Dataset rows
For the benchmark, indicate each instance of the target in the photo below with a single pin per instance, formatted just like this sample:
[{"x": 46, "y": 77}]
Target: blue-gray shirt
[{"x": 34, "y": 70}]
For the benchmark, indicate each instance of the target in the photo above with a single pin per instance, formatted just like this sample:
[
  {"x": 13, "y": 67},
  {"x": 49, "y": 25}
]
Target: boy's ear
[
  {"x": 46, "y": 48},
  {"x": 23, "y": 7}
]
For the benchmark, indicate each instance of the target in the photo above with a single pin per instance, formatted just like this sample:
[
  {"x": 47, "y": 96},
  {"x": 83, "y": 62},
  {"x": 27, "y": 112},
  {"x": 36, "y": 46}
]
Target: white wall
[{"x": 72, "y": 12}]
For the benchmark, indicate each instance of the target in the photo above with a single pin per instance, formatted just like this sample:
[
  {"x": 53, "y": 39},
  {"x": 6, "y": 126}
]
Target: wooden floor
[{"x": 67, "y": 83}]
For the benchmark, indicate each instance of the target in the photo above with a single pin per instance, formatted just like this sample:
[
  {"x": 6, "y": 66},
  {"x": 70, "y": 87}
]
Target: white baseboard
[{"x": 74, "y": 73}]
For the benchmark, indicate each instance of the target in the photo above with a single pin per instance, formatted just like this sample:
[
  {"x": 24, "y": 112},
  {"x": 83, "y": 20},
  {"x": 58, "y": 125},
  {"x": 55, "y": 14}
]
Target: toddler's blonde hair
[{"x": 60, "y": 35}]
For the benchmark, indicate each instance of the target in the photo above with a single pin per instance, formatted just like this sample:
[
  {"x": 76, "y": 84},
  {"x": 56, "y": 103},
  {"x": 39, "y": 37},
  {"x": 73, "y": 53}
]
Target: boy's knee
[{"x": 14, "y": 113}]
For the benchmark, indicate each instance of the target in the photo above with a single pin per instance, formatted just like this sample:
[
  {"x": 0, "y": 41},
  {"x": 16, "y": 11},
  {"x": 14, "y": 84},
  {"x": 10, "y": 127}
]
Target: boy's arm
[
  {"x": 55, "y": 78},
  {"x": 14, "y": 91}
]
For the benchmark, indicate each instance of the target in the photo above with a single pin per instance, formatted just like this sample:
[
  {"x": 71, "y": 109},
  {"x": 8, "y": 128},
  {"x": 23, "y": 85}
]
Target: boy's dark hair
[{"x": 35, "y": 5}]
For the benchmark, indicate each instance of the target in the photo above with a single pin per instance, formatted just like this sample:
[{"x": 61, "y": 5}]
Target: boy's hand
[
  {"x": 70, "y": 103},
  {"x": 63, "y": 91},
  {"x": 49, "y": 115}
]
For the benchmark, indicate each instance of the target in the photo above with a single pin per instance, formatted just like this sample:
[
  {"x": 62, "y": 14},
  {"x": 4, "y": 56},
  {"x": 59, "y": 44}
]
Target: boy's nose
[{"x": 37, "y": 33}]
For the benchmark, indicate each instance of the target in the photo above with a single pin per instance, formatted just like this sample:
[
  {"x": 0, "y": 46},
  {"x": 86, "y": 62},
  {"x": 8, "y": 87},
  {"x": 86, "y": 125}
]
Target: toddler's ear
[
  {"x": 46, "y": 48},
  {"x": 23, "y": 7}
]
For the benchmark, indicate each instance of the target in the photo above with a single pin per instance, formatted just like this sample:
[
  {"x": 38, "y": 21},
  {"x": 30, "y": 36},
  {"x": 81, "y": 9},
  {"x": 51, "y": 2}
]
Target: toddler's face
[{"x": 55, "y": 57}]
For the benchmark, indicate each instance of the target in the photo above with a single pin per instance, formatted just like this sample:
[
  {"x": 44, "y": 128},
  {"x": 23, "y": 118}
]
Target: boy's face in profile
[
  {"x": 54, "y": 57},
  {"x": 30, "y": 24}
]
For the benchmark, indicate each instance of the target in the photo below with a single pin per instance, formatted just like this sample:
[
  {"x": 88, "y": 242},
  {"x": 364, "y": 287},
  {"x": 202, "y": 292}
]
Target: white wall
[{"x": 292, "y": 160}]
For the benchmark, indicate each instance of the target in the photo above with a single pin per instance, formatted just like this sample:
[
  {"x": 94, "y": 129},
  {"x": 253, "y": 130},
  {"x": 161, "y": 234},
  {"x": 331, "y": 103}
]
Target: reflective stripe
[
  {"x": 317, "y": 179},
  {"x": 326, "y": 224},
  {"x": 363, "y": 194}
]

Exercise directions
Locate each line of the records above that contains the word "hair" and copy those lines.

Answer in full
Target: toddler's blonde hair
Target: boy's dark hair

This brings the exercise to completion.